Selection
About scaling continuous delivery to Walmart.

I am Dana Finster.

I am a CD evangelist and senior software engineer in information security.

I'm Bryan Finster.

I'm a staff software engineer and team lead for the CD Sherpa team, and we work for a small retailer in Northwest Arkansas.

You may have heard of it.

In 1950, Sam Walton opened his first small little Walton five-and-dime.

But today, Walmart employs 2.3 million associates who support almost 12,000 stores in 28 countries worldwide, with half a trillion dollars in sales annually.

This is our scale.

Yeah.

And on the IT...

Ooh, that's loud.

On the IT side, we've got hundreds of development teams worldwide deploying to hundreds of thousands of nodes supporting every business we have.

And we have really diverse tech stacks, everything from mainframe and C to Go.

And we're here to talk about scaling DevOps to this size, to Walmart size.

So let's start with the first rule of DevOps.

Everyone knows the first rule of DevOps, right?

Don't talk about DevOps.

DevOps is overloaded.

The term is interpreted in many different and often confusing ways.

Provided material
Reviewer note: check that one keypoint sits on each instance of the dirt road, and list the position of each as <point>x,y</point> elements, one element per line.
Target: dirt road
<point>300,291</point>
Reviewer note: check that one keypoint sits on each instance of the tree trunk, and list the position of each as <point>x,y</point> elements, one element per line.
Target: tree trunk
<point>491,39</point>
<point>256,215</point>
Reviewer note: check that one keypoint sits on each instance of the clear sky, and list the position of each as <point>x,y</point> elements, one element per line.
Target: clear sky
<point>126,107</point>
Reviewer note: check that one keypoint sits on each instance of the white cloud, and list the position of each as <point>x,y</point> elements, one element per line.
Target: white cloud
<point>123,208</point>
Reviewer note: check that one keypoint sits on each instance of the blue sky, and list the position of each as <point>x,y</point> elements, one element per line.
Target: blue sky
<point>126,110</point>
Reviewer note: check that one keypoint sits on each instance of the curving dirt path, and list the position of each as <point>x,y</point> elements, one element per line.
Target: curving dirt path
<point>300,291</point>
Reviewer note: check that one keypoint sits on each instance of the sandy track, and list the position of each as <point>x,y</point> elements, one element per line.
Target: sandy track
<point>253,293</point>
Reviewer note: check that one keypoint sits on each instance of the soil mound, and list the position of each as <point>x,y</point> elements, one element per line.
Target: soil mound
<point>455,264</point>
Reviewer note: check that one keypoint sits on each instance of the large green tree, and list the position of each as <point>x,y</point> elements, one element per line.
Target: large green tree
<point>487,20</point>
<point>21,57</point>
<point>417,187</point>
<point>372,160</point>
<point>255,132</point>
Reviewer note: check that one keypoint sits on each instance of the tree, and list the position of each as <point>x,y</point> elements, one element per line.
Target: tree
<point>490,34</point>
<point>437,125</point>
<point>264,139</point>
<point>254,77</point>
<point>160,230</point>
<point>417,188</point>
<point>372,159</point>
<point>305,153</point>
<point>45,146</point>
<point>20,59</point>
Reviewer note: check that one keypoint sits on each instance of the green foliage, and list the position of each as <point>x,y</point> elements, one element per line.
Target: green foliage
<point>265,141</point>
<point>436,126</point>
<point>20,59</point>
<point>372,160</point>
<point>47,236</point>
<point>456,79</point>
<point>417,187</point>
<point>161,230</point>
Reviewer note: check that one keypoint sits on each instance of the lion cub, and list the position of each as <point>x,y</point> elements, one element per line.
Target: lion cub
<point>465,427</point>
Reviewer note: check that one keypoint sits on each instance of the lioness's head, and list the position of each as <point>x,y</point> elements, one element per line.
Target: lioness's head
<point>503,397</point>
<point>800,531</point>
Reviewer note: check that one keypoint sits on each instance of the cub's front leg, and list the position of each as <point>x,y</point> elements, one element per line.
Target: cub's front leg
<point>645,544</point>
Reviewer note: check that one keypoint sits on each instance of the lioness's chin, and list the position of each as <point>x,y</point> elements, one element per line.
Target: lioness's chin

Set problem 1
Decide whether each statement agrees with the Walmart talk transcript. Answer yes or no, and quote the words that decide it.
(a) Walmart's stores are spread across 28 countries.
(b) Dana Finster is the team lead for the CD Sherpa team.
(c) The first rule of DevOps is to automate everything.
Set problem 2
According to the Walmart talk transcript, in what year did Sam Walton open his first five-and-dime?

Task answer 1
(a) Yes: "almost 12,000 stores in 28 countries worldwide"
(b) No: "I'm Bryan Finster. I'm a staff software engineer and team lead for the CD Sherpa team"
(c) No: "Don't talk about DevOps."

Task answer 2
1950